**What you are asked to do**: Retype the listing below word for word, leaving the pictures out.

**Dataset entries**:
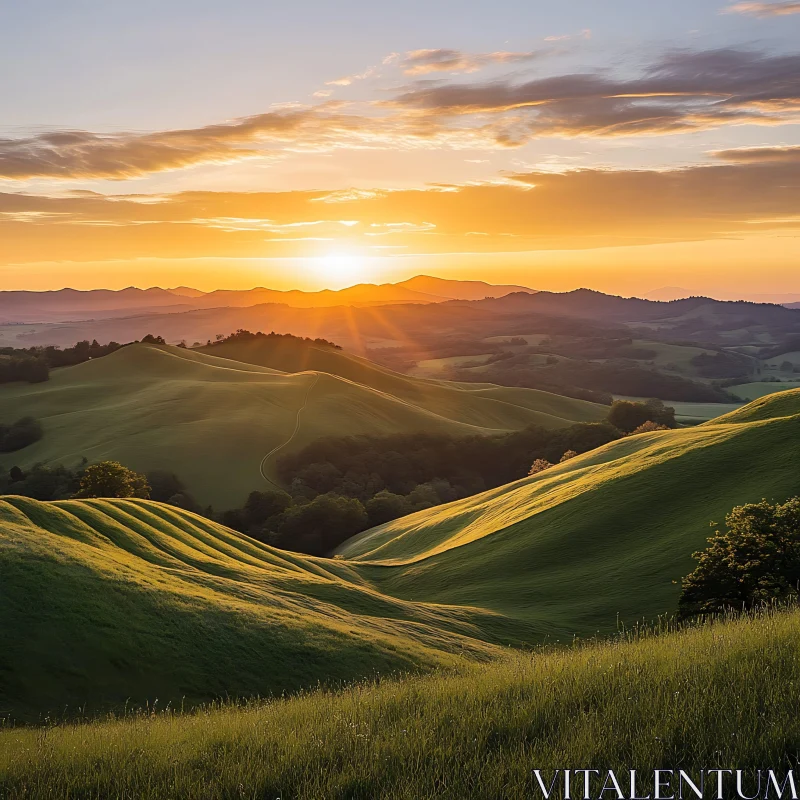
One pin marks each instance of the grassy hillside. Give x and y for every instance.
(212, 420)
(608, 533)
(107, 601)
(719, 696)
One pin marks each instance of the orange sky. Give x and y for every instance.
(555, 159)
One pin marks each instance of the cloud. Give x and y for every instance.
(764, 9)
(586, 33)
(744, 155)
(424, 62)
(532, 210)
(679, 92)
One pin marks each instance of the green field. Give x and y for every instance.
(606, 534)
(211, 420)
(722, 696)
(752, 391)
(107, 600)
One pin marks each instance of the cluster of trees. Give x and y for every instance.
(723, 365)
(19, 434)
(243, 335)
(33, 364)
(593, 380)
(756, 560)
(426, 468)
(338, 487)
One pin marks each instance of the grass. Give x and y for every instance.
(601, 538)
(211, 420)
(607, 534)
(722, 695)
(752, 391)
(103, 602)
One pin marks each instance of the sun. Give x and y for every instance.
(339, 270)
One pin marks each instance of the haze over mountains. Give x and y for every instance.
(72, 304)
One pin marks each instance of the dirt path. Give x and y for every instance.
(280, 447)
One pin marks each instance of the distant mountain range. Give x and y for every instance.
(358, 329)
(68, 305)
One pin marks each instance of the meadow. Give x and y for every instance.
(721, 694)
(212, 419)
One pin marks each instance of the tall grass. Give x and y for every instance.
(724, 694)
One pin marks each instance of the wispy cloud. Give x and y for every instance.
(763, 155)
(764, 9)
(680, 91)
(532, 210)
(424, 62)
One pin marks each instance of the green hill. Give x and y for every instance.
(724, 695)
(213, 420)
(605, 534)
(107, 601)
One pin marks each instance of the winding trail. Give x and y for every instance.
(291, 438)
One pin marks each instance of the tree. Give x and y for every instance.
(319, 526)
(386, 506)
(261, 506)
(23, 432)
(627, 416)
(111, 479)
(540, 465)
(648, 427)
(756, 560)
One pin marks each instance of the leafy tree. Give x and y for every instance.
(757, 559)
(628, 416)
(164, 485)
(540, 465)
(319, 526)
(111, 479)
(386, 506)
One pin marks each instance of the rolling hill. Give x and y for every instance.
(106, 600)
(213, 420)
(605, 534)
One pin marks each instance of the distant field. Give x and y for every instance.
(211, 419)
(752, 391)
(607, 533)
(692, 412)
(105, 601)
(719, 695)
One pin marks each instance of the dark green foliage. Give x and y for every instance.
(364, 466)
(33, 364)
(20, 434)
(628, 416)
(756, 560)
(42, 482)
(27, 368)
(247, 336)
(111, 479)
(590, 380)
(386, 506)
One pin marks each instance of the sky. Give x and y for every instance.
(618, 145)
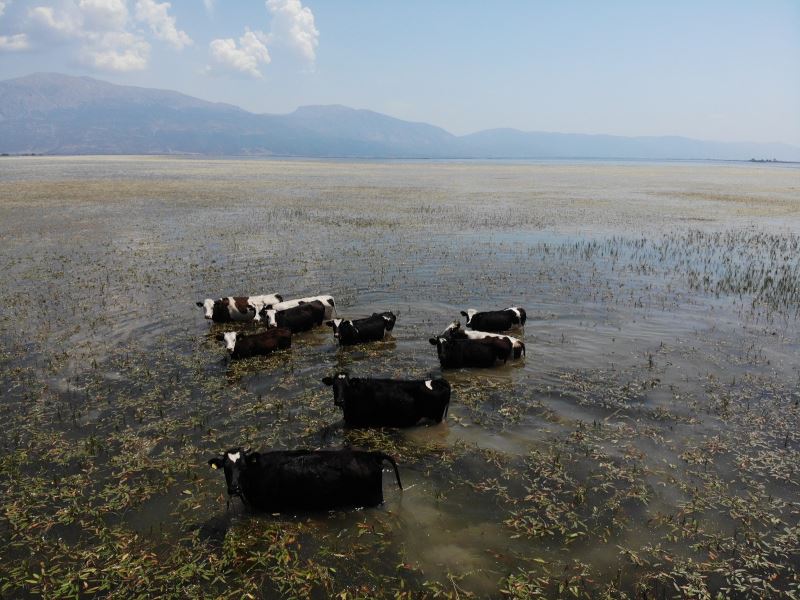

**Full response**:
One pin marks each instance of the grassy hillside. Give x and y for every instance.
(212, 420)
(608, 533)
(107, 601)
(719, 696)
One pin marks each instance of the orange sky. Give x and y for every instance.
(555, 159)
One pin marks each instance of the cloud. Give x and y for every instance.
(764, 9)
(586, 33)
(744, 155)
(424, 62)
(532, 210)
(679, 92)
One pin marks each instance of the green field. Give x and y for every instance.
(606, 534)
(211, 420)
(722, 696)
(752, 391)
(107, 600)
One pin marks each instance of the cluster of trees. Give x and y for every instance.
(723, 365)
(19, 434)
(243, 335)
(33, 364)
(593, 380)
(756, 560)
(426, 468)
(338, 487)
One pin marks each instance of the grass. Give x and y for every instance.
(601, 538)
(211, 420)
(607, 534)
(722, 695)
(752, 391)
(103, 602)
One pin marks each instance of the sun. Give x and y for every instance.
(339, 270)
One pin marks each instance of the haze over mountains. Give x and y for every instance.
(72, 304)
One pin marks each instance of the dirt path. Give x and y for every instance.
(280, 447)
One pin marks each instance of the distant mountain range. Give x and y for every instance.
(358, 329)
(68, 305)
One pin marks each instance of the meadow. Give x and y for every instance.
(721, 694)
(212, 419)
One pin marks each instance of the tall grass. Give x and y for every instance.
(724, 694)
One pin marks each instance of the wispy cloud. Give x and y for every instance.
(763, 155)
(764, 9)
(680, 91)
(532, 210)
(424, 62)
One pin marks each instance of the green hill. Give x and y for every instance.
(724, 695)
(213, 420)
(605, 534)
(107, 601)
One pin marks each instance of the winding trail. Give x and y for every instance.
(291, 438)
One pin marks each instance of the tree. Give x and y for every instance.
(319, 526)
(386, 506)
(261, 506)
(23, 432)
(627, 416)
(111, 479)
(540, 465)
(648, 427)
(756, 560)
One pin marks each instance of the leafy tree. Give x and y for every instance.
(757, 559)
(628, 416)
(164, 485)
(540, 465)
(319, 526)
(111, 479)
(386, 506)
One pin marks each instance of the rolling hill. Give x and y for every instance.
(106, 600)
(213, 420)
(605, 534)
One pin marks each instance of the distant field. Give x and y for every instance.
(211, 419)
(752, 391)
(607, 533)
(692, 412)
(105, 601)
(719, 695)
One pin marks each instance of the dark green foliage. Give x and y for every instance.
(364, 466)
(33, 364)
(20, 434)
(628, 416)
(756, 560)
(42, 482)
(27, 368)
(247, 336)
(111, 479)
(590, 380)
(386, 506)
One pin marks each instance of the sky. Give x and y for every instance.
(618, 145)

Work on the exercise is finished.